◆ Given request: Rewrite the material from its start up to and including the line with "[(33, 120)]", putting "elbow" in place of "shoulder" and keeping everything else the same. Leave the pictures out of your answer.

━━━ Data for processing ━━━

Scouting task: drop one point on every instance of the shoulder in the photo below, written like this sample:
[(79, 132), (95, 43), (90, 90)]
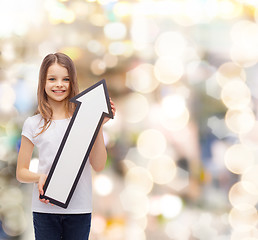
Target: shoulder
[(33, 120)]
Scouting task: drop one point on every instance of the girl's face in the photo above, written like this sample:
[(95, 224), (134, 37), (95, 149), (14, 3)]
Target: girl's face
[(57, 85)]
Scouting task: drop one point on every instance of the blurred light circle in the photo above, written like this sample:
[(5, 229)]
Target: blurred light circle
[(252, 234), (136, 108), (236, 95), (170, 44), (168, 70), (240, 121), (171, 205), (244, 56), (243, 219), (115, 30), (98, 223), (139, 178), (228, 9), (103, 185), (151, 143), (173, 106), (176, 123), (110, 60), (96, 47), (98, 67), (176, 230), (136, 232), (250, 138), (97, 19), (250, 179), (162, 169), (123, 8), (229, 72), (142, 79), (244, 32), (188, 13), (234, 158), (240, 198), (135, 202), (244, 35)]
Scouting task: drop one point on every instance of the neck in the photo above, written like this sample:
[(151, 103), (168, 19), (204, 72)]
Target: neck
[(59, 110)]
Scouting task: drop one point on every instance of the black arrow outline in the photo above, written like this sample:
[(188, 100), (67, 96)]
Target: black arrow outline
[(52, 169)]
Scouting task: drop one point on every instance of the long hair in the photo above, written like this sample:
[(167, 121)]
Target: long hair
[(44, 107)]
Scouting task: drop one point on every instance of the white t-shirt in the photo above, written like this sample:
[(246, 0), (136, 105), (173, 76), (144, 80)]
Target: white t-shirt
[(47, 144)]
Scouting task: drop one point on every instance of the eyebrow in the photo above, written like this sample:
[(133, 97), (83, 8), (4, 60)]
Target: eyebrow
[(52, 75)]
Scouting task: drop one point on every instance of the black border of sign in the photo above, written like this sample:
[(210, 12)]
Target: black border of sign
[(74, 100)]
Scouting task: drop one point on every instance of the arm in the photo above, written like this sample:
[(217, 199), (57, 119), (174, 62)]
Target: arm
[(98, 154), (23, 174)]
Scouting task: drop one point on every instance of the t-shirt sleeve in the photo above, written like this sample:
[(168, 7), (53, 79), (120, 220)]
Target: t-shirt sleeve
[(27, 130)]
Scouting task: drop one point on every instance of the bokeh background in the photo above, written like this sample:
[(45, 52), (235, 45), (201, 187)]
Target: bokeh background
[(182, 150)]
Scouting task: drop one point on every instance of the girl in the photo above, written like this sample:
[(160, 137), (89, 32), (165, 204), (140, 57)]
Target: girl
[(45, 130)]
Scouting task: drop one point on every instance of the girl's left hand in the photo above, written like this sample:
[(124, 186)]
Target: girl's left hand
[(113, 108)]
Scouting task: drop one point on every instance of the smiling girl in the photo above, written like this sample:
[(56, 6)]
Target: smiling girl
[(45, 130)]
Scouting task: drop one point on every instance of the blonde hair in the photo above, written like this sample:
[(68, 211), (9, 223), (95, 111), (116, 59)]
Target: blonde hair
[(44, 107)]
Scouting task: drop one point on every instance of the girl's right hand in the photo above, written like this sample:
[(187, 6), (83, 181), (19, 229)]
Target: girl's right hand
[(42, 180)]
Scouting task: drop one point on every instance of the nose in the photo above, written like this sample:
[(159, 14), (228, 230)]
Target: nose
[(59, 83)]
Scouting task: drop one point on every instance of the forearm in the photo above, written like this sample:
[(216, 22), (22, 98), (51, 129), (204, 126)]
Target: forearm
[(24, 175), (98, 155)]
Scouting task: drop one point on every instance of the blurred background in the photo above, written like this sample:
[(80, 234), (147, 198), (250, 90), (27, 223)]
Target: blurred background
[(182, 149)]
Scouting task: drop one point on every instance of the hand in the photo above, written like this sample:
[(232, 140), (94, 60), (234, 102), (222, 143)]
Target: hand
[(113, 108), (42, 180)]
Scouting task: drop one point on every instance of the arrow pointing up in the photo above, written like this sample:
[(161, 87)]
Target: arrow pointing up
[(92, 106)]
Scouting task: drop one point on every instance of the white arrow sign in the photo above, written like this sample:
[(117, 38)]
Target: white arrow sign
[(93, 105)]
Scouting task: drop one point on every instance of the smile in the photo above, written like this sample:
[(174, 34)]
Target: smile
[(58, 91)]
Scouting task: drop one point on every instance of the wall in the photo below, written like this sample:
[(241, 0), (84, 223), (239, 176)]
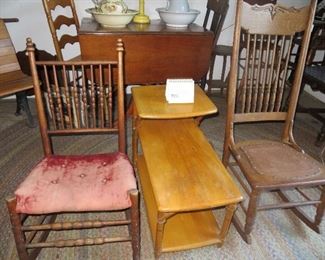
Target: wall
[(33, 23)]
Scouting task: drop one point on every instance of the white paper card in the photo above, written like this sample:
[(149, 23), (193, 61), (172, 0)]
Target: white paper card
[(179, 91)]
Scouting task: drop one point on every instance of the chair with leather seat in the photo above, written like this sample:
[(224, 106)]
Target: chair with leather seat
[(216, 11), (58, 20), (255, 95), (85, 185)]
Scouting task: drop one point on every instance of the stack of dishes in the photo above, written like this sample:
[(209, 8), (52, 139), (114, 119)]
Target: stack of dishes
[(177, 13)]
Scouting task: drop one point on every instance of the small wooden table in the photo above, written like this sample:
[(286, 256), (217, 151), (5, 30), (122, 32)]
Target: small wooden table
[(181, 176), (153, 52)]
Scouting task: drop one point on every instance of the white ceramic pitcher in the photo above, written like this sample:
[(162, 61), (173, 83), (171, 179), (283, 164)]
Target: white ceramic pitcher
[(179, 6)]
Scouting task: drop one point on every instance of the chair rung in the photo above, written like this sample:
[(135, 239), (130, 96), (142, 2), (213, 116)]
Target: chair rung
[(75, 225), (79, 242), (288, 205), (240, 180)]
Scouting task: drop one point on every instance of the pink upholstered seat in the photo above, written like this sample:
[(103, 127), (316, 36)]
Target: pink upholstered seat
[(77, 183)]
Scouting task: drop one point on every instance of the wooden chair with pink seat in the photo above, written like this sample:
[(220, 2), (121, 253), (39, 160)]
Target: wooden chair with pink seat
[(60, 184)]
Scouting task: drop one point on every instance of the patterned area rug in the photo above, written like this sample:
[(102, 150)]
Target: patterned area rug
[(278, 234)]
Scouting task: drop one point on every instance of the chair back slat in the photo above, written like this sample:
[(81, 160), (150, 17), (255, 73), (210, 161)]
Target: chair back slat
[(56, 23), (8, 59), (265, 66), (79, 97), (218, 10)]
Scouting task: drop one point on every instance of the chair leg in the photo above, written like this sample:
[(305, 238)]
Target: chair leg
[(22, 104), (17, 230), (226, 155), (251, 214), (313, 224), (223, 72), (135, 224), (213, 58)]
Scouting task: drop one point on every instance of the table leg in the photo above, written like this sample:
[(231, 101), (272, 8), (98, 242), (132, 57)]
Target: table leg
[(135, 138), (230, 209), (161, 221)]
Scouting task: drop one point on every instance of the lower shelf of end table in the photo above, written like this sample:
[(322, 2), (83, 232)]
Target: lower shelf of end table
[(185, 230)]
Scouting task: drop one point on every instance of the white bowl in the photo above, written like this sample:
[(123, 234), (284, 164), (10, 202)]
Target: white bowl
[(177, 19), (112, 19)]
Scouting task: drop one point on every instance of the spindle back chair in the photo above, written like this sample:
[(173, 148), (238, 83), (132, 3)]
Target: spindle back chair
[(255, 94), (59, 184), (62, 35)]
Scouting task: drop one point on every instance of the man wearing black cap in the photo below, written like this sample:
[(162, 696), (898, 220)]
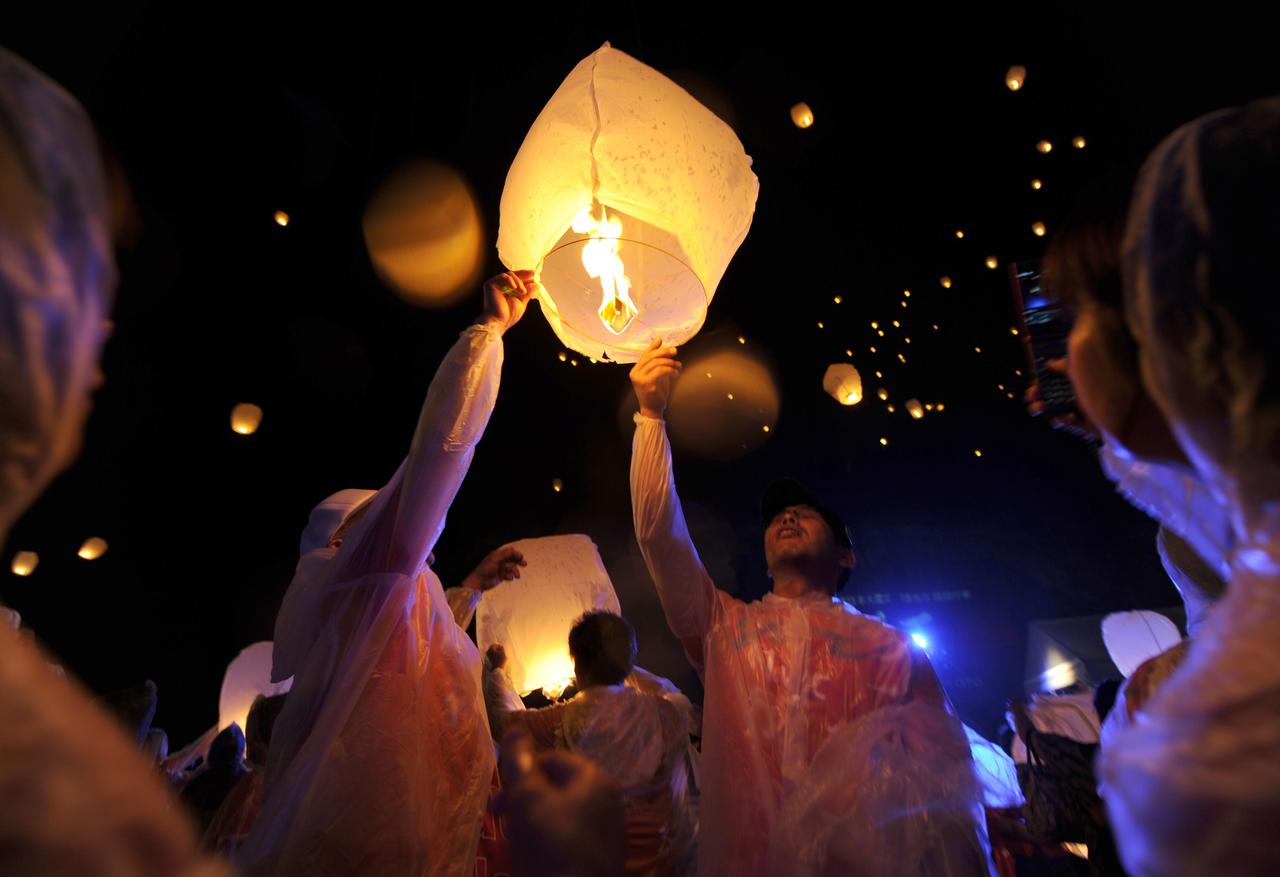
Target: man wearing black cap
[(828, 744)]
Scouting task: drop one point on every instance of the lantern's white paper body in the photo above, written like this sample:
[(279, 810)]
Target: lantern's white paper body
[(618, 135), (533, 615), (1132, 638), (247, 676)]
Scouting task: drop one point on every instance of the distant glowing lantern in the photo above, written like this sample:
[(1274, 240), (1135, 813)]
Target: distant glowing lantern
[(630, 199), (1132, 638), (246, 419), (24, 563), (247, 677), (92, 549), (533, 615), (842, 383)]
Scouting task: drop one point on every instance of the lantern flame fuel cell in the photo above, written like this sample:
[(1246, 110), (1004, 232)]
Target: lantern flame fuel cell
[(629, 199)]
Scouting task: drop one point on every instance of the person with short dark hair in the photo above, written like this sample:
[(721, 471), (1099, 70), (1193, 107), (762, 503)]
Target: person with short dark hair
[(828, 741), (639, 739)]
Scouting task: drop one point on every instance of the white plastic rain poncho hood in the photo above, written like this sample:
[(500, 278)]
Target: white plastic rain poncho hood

━━━

◆ Output:
Scouting task: drop one point on every instance of the elbow in the photo below, written like this sample:
[(79, 132), (95, 43), (90, 90)]
Target: elbow
[(33, 120)]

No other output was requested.